> _Task details_:
Whatever runs from the line with "Target: herd of horses" to the end of the records below must be copied exactly, with nothing else included.

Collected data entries
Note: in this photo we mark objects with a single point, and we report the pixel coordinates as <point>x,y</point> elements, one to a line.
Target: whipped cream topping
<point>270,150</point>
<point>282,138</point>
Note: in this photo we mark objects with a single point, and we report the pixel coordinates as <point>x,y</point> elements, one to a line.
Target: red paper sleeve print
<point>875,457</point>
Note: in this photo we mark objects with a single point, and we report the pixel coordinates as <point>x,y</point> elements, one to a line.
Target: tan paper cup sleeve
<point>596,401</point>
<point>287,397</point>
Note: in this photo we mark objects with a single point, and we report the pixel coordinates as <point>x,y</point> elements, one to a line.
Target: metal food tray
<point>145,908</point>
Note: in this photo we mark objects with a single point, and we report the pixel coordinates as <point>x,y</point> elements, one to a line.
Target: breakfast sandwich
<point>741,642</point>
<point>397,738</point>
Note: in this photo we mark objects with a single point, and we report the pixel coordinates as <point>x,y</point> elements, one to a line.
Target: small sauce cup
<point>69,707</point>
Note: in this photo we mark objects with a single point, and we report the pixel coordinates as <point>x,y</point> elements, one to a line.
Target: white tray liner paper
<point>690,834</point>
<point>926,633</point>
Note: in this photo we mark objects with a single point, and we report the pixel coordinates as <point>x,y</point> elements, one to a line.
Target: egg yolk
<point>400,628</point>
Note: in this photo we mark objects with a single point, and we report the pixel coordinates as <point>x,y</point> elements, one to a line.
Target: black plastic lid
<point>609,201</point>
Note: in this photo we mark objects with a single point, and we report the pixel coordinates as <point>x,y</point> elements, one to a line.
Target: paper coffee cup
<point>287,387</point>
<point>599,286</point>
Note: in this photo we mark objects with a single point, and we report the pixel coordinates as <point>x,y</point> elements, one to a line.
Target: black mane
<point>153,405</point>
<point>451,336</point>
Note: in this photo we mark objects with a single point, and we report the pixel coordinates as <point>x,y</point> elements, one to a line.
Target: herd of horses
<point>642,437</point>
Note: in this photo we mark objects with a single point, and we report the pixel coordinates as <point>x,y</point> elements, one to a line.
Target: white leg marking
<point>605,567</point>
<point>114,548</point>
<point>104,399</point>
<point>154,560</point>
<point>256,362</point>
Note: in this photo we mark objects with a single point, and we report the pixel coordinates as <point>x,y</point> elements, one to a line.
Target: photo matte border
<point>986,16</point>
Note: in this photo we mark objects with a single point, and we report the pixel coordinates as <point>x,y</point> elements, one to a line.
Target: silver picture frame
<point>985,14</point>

> _Answer box_:
Target: herd of horses
<point>642,437</point>
Note: in this photo we mark objects with a single point, and we report the pixel coordinates as <point>x,y</point> elements, one to a line.
Target: white leg marking
<point>605,567</point>
<point>114,548</point>
<point>104,399</point>
<point>154,560</point>
<point>256,362</point>
Note: in this photo we mark objects with a single point, and we report the pixel coordinates as <point>x,y</point> elements, one to a line.
Target: photo matte border
<point>986,16</point>
Note: in this photo we mark objects with a single point, and we report the pixel coordinates as <point>x,y</point> elements, one to a line.
Target: silver picture frame
<point>985,14</point>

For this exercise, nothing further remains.